### REQUIRED TASK 1
According to the court judgment, on what date did the District Magistrate, Bhandara, reject the revision petition?

### SOURCE DOCUMENT
▼

JUDGMENT-The plaintiff filed a suit for possession of the suit fields and for recovery of amount of Rs. 500/- on account of mesne profits. According to the plaintiff, he was the owner of the suit fields as he has purchased them under the sale-deeds dated 13th August 1957 and 26th September 1957. He further contended that he was placed in possession of these fields in pursuance of these sale-deeds and he cultivated them thereafter. In October 1959 the respondent began to cause obstruction to the cultivation of these fields and since dispute arose between them, the appellant-plaintiff made a report to the police. On his report proceedings under section 115 of the Code of Criminal Procedure were started in the Court of Sub-Divisional Magistrate, Bhandara. The learned Sub-Divisional Magistrate vide his order dated 2nd July 1960 upheld the possession of the respondent over those fields. The appellant filed revision petition against the order to the District Magistrate, Bhandara, who rejected the revision petition on 10th October 1960. Therefore, the plaintiff filed the present suit for a declaration and for possession of the suit fields as well as mesne profits. It was contended by the plaintiff that the came of action for the suit arose on 10th October 1960 when the District Magistrate, Bhandara, dismissed the revision petition. 2. The defendant filed preliminary written statement and raised a contention that the suit is barred by limitation because it was filed on 9th October 1963, i.e., more than three years from 2nd July 1960 the date of order passed by the Sub-Divisional Magistrate. According to the defendant, under Article 47 of the Limitation Act, 1908, period of limitation is three years from the date of final order and since the final order in the instant case was passed by the Sub-Divisional Magistrate on 2nd July 1960, the suit is barred by time. This objection raised by the defendant prevailed with the lower Court and, therefore, the suit filed by the plaintiff was dismissed on the ground that it was barred by time under Article 47 of the Limitation Act. Being aggrieved by this judgment and decree passed by the 2nd Joint Civil Judge, Junior Division, Bhandara, the plaintiff filed an appeal which was heard and decided by the District Judge, Bhandara.

▲

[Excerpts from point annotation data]
▼

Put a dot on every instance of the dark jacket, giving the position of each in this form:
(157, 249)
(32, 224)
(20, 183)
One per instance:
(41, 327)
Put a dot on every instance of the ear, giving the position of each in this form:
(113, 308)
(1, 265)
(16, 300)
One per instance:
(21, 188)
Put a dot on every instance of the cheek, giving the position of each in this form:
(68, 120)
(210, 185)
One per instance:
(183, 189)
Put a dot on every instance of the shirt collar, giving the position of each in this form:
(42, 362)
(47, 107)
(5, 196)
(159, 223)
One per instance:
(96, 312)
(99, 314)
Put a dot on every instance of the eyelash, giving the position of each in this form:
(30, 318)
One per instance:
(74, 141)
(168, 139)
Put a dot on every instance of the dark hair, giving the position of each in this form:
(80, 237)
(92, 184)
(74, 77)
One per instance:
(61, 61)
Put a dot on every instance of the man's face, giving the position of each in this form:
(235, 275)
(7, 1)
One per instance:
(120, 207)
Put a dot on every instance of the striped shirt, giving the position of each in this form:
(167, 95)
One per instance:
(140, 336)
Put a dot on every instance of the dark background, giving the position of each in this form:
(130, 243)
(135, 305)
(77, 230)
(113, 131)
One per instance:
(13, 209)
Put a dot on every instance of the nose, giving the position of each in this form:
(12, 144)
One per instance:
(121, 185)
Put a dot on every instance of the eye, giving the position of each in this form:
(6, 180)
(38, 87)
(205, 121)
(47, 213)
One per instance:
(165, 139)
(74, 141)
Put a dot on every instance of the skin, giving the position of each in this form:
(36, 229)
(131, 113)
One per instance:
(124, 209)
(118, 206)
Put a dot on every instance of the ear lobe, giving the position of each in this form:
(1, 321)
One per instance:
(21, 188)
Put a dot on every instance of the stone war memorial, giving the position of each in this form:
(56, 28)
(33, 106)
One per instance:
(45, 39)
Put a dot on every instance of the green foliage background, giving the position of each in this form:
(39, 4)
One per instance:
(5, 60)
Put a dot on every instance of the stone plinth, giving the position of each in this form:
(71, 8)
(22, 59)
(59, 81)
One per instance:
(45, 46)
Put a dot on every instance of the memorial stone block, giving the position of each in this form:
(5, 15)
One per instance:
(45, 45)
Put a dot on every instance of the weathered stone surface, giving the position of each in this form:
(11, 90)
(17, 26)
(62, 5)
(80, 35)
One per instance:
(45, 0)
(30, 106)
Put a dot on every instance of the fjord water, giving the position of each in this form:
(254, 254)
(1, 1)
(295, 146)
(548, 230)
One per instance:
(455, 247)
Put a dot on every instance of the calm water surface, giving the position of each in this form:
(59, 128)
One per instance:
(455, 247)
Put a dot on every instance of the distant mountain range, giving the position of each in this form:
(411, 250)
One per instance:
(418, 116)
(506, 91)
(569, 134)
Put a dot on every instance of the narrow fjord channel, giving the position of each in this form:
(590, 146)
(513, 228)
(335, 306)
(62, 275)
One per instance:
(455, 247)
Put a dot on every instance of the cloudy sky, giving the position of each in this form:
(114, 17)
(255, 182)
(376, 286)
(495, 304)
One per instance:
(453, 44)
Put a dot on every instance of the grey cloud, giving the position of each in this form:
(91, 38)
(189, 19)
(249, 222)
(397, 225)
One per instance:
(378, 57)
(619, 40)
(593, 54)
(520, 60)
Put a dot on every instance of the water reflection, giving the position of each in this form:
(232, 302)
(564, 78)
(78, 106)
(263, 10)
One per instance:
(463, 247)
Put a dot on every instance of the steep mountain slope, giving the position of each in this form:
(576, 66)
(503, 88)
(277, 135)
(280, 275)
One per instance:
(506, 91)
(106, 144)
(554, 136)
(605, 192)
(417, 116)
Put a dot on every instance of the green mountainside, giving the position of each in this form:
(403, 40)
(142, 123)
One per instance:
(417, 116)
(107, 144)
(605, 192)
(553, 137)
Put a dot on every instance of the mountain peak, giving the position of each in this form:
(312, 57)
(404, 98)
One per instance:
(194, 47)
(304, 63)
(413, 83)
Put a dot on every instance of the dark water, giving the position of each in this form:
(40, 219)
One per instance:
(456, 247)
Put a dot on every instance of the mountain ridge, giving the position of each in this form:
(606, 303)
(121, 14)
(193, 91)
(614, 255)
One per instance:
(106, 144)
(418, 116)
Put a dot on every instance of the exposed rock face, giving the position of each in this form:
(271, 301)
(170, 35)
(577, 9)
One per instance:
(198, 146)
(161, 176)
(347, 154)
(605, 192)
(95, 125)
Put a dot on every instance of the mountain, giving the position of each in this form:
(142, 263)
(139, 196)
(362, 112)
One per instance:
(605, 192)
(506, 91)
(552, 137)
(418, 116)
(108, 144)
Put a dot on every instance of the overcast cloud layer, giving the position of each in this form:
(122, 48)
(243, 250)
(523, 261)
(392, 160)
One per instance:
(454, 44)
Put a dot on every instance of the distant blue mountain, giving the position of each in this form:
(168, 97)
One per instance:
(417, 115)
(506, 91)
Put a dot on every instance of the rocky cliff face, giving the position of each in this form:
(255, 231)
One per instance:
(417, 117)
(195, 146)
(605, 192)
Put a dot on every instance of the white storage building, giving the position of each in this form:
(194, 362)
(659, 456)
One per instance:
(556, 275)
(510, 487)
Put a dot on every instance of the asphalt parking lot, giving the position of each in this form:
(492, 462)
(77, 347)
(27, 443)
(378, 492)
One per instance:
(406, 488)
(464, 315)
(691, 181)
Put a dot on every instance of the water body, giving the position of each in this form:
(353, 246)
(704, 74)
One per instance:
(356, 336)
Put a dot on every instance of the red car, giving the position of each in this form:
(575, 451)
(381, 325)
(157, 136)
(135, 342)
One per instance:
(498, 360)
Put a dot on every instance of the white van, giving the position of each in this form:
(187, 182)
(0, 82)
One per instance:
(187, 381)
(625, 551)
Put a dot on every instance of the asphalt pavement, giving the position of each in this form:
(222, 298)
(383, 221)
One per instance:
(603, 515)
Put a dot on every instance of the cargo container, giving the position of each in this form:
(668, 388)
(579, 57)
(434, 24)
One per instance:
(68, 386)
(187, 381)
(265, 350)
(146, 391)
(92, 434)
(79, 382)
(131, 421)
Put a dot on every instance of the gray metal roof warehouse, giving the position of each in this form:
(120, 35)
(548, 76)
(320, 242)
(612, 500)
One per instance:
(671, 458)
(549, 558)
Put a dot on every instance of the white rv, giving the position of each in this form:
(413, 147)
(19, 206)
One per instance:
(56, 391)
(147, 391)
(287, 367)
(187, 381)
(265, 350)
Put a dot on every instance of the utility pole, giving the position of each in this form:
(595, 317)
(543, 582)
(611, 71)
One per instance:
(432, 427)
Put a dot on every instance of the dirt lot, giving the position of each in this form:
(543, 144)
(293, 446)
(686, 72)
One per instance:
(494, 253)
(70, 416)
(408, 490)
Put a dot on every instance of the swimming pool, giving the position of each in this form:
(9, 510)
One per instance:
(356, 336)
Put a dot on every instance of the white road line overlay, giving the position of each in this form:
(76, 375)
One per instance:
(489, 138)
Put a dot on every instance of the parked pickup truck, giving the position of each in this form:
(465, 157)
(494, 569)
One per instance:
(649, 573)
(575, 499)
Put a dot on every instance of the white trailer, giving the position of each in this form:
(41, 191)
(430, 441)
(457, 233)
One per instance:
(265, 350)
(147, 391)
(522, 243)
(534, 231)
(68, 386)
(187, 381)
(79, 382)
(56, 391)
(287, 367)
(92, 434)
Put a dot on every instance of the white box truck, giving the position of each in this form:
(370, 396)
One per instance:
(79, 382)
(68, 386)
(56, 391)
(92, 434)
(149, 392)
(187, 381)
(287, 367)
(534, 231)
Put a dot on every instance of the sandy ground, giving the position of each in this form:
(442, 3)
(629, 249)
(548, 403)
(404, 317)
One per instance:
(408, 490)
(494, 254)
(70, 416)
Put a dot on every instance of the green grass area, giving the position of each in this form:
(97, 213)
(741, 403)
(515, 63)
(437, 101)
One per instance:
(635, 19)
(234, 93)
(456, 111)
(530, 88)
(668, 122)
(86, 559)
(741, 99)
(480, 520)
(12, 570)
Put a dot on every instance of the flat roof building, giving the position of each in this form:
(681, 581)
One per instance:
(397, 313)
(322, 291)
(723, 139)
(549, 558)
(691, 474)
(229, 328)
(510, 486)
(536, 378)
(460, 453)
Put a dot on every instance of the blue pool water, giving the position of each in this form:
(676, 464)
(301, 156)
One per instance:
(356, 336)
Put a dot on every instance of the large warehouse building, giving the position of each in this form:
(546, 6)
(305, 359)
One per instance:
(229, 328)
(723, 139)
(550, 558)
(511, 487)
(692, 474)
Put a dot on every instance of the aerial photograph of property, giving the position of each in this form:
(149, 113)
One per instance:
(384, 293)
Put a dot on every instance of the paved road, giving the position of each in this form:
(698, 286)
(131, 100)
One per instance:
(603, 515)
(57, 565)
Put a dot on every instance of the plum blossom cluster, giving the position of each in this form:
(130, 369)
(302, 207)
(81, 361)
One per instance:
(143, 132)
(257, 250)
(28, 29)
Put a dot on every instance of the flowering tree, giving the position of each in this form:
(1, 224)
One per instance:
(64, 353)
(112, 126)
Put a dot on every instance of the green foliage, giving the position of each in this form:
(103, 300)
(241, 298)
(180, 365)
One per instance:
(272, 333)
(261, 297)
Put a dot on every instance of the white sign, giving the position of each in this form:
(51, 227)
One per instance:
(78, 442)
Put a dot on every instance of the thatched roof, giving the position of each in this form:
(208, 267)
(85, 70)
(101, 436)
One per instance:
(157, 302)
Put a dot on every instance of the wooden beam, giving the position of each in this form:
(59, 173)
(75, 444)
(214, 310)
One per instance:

▲

### REQUIRED TASK 2
Return every line of the listing that contains the word "surface".

### CORRECT ANSWER 1
10th October 1960

### CORRECT ANSWER 2
Put a dot on every instance of the weathered stone surface, giving the position of each in this form:
Put a dot on every instance of the calm water surface, giving the position of each in this form:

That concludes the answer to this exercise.